## DATA LISTING
================================
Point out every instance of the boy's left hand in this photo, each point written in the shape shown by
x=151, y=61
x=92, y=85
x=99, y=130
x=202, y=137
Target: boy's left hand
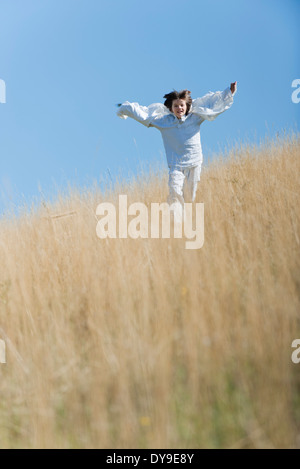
x=233, y=87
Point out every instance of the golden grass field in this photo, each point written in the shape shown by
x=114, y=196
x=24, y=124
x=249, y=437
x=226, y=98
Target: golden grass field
x=124, y=343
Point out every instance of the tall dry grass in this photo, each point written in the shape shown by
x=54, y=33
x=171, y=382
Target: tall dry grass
x=144, y=344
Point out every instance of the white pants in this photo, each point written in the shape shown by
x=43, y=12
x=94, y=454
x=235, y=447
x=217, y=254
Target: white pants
x=182, y=188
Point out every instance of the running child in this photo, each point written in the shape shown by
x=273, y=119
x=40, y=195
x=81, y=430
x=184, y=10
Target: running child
x=179, y=120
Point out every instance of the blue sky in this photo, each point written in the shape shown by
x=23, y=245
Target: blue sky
x=66, y=63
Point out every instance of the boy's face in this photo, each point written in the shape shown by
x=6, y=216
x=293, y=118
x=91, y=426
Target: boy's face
x=179, y=107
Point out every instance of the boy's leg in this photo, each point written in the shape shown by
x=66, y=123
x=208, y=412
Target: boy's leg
x=175, y=199
x=192, y=176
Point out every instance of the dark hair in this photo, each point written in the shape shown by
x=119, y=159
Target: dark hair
x=183, y=94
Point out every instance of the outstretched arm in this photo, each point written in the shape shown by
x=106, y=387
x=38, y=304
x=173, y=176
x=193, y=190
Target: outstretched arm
x=135, y=111
x=213, y=104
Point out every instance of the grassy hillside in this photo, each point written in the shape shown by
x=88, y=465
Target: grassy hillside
x=124, y=343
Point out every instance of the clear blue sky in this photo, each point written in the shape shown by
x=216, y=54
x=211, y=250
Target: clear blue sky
x=67, y=62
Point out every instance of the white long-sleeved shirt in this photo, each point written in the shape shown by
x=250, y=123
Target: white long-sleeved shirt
x=181, y=137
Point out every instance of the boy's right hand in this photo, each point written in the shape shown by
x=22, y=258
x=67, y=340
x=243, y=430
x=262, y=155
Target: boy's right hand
x=233, y=87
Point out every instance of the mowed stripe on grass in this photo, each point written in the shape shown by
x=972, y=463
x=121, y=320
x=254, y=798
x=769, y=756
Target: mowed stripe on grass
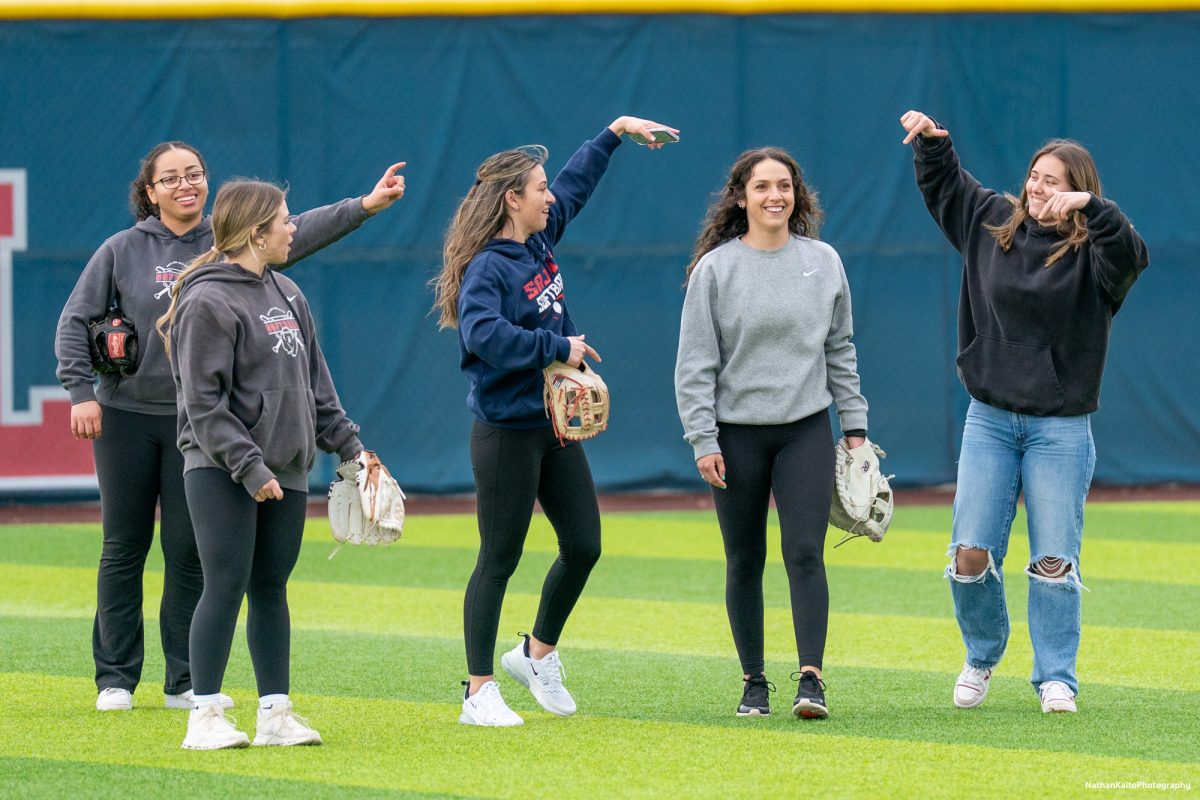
================================
## DESCRIPTION OF THE TASK
Collect every line of the records that contains the string "clear", matching case exactly.

## TASK RESPONSE
Point out every instance of the clear blue sky in this photo, each point written in the shape shown by
Target: clear blue sky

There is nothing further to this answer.